[Start of DATA LISTING]
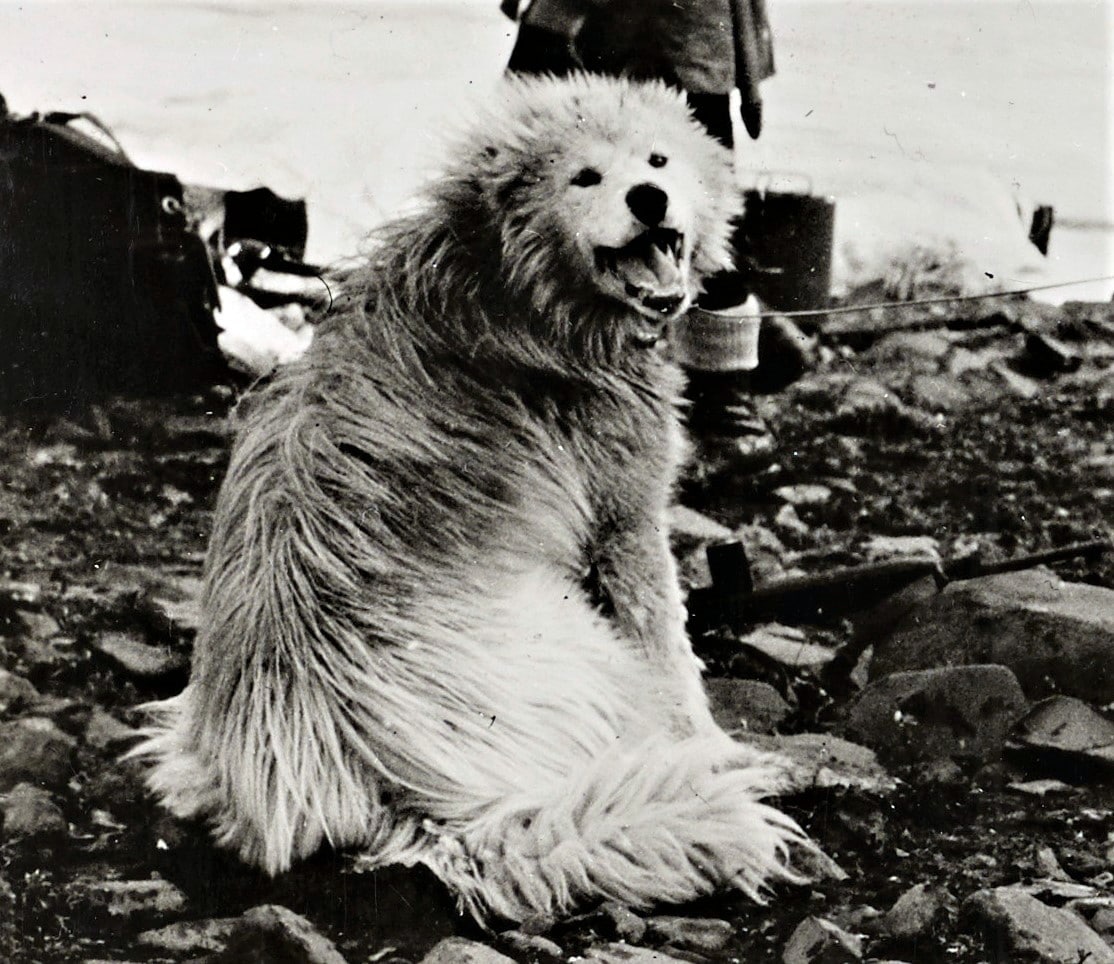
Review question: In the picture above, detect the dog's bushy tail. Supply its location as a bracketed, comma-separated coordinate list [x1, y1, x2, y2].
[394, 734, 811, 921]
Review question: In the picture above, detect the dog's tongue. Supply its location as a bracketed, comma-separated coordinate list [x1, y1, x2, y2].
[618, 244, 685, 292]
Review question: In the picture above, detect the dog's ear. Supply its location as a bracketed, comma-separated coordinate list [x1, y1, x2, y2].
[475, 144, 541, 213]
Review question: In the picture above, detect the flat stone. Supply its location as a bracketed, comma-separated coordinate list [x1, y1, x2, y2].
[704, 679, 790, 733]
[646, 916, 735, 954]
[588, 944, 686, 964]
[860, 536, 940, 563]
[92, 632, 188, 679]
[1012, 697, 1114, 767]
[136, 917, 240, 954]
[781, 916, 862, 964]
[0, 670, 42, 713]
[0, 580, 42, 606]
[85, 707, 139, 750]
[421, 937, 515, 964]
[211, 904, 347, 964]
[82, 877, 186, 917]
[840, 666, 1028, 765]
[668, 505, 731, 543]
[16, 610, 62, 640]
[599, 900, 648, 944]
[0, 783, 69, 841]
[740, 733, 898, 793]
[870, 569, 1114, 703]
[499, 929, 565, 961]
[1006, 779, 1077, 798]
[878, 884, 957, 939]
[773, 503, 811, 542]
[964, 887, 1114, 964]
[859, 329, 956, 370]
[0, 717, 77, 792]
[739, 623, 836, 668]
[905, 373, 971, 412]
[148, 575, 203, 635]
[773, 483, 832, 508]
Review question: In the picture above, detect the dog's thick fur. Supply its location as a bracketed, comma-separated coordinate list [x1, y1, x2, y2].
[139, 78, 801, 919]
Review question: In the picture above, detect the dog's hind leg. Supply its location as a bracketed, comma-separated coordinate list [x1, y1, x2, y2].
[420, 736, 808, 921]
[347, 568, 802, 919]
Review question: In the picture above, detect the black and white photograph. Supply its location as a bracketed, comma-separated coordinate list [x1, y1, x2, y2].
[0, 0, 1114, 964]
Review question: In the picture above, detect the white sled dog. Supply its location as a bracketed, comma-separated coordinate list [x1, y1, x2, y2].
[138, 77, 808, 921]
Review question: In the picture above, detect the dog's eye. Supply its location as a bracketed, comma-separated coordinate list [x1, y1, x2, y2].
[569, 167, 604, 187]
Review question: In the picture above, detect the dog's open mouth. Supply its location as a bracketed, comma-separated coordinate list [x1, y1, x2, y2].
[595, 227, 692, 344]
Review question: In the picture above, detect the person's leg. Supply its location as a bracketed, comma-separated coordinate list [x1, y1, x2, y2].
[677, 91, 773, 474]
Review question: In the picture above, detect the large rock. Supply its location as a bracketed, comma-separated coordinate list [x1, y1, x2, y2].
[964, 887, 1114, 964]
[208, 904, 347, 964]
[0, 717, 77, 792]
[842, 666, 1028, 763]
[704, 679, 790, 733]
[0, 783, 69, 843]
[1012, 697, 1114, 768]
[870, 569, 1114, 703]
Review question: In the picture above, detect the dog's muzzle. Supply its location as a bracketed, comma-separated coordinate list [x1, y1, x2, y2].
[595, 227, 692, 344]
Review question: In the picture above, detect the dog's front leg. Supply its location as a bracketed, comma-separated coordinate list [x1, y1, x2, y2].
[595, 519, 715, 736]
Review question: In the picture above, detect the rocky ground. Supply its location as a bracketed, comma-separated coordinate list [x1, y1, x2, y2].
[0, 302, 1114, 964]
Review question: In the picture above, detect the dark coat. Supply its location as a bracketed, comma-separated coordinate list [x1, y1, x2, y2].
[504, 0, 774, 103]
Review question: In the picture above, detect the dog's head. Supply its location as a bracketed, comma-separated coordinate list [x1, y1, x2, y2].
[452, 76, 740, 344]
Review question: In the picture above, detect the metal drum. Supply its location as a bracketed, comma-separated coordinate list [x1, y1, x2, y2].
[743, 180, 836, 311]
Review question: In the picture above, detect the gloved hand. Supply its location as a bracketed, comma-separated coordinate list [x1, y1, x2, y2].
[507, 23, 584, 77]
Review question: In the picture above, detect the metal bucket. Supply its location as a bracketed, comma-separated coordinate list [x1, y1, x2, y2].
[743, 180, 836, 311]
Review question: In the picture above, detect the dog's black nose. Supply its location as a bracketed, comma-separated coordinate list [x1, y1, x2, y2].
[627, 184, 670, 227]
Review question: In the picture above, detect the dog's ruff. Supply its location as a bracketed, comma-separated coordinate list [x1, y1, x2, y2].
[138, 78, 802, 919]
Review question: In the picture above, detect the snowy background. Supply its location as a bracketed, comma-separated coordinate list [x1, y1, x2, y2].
[End of DATA LISTING]
[Start of DATA LISTING]
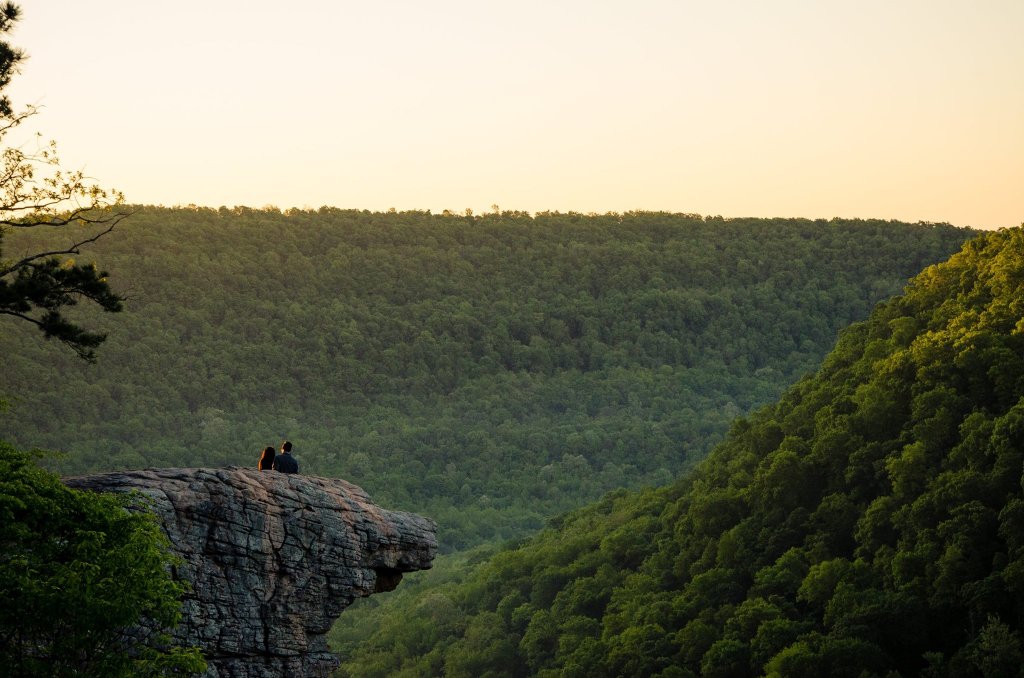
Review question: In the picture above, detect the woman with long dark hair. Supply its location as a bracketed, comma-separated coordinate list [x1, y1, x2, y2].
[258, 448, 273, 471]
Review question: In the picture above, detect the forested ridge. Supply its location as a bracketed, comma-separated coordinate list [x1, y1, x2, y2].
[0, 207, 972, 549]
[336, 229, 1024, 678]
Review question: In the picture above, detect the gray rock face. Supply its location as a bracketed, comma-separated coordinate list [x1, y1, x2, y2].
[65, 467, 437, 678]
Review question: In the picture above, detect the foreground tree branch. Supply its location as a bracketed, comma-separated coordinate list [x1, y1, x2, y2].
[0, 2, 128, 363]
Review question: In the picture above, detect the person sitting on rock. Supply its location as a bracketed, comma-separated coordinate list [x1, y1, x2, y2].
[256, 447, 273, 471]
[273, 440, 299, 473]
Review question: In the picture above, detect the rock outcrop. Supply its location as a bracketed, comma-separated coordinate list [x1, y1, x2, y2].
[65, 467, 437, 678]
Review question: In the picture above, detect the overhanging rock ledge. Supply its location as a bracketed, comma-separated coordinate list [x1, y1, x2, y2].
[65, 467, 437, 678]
[End of DATA LISTING]
_OBJECTIVE_:
Can you reproduce everything from the line containing "Review question: In the picture above, detect the dog's bushy" down to the line containing "[569, 167, 604, 187]", changing "coordinate list" to "coordinate array" and keeping all else in those lines the same? Give only those lines.

_SOLUTION FOR THIS TASK_:
Review question: In the picture above, detect the dog's bushy tail. Supply its location as a bracketed, comma-separated coordinate array [x1, y1, x2, y2].
[394, 734, 811, 921]
Review question: In the picture above, detect the dog's tongue. Supply its location as a bracketed, comma-separated coordinate array [x1, y1, x2, y2].
[618, 244, 685, 292]
Review question: In the picture above, detect the dog's ear. Supply its location as a bracketed, comma-separated coordinate array [x1, y1, x2, y2].
[475, 144, 541, 213]
Review question: In the picture above, detect the flat stone. Supply its location as a bracketed, comma-separated coordinate array [x1, y1, x2, y2].
[704, 679, 790, 733]
[646, 916, 735, 954]
[588, 944, 686, 964]
[860, 536, 940, 563]
[92, 632, 188, 679]
[1012, 697, 1114, 767]
[136, 917, 240, 954]
[781, 916, 862, 964]
[0, 670, 42, 713]
[0, 580, 42, 606]
[85, 707, 139, 750]
[421, 937, 515, 964]
[211, 904, 347, 964]
[82, 877, 186, 917]
[840, 666, 1028, 765]
[668, 505, 731, 543]
[16, 610, 62, 640]
[599, 900, 648, 944]
[0, 783, 69, 841]
[740, 733, 898, 793]
[870, 569, 1114, 703]
[499, 929, 565, 961]
[1006, 779, 1077, 798]
[878, 884, 957, 939]
[773, 503, 811, 542]
[964, 887, 1114, 964]
[859, 329, 956, 370]
[0, 717, 77, 792]
[739, 623, 836, 668]
[905, 373, 971, 412]
[148, 575, 203, 635]
[773, 483, 832, 508]
Review question: In the picture above, detect the dog's thick fur. Supply its location as a bracketed, comma-separated coordinate array [x1, y1, x2, y2].
[139, 78, 801, 919]
Review question: In the picture above, detect the dog's hind leg. Supply its location as a bracketed, comma-separated coordinate array [x1, y1, x2, y2].
[420, 736, 808, 921]
[347, 568, 802, 919]
Review question: In the picture above, detect the black and white photograph. Supply its location as a bracketed, comma-separated coordinate array [x1, y1, x2, y2].
[0, 0, 1114, 964]
Review question: In the picture above, detect the white sled dog. Supply its location as a bracketed, comma-separated coordinate array [x1, y1, x2, y2].
[138, 77, 808, 921]
Review question: In the picture above, detect the dog's eye. Supply its location as a bracketed, comma-separated coordinate array [x1, y1, x2, y2].
[569, 167, 604, 187]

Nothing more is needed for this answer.